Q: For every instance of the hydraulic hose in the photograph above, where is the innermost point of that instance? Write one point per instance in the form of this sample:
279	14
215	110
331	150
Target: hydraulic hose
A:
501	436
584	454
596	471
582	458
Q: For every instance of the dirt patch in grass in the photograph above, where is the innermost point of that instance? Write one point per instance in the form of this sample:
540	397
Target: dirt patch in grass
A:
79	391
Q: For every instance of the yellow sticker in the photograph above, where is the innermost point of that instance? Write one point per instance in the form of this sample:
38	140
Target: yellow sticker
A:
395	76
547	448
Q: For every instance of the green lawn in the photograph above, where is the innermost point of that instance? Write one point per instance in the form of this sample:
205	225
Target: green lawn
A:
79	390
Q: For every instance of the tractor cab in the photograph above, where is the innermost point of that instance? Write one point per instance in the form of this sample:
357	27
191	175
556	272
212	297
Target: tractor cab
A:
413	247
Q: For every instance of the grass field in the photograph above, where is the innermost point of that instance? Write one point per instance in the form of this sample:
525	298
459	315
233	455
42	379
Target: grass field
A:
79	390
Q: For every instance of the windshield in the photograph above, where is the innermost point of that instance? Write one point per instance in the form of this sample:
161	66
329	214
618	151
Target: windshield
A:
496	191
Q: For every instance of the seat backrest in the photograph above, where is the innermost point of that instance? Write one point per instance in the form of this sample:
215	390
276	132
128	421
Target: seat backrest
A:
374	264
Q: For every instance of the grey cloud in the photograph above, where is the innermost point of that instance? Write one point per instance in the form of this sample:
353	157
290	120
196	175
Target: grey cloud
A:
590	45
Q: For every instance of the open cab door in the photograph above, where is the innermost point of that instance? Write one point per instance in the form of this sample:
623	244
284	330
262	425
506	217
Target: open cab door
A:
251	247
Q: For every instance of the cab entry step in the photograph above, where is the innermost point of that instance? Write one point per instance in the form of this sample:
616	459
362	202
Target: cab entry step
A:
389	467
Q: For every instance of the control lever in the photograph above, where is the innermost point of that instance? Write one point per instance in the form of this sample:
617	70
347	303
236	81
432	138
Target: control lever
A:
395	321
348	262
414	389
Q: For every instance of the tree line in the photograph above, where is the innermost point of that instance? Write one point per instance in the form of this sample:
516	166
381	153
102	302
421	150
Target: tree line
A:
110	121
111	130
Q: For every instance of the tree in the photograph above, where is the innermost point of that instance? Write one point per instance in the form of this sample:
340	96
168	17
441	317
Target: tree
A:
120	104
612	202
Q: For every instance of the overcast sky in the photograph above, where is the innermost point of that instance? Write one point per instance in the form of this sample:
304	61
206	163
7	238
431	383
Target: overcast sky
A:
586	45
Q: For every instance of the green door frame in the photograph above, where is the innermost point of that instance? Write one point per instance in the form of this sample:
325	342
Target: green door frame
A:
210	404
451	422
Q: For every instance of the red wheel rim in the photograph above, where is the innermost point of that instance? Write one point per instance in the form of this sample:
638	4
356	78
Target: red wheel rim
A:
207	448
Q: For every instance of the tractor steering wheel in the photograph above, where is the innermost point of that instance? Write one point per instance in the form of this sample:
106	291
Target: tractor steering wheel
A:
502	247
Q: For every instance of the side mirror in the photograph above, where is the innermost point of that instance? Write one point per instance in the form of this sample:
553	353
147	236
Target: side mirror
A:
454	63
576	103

ACTION ITEM
Please go through the material and return each line where the word "grey" appears.

REPLY TO THE TASK
Q: For every instance of the grey cloud in the photograph above, where is the innermost point of that instance? Write one point per instance in the form of this sample:
Target: grey cloud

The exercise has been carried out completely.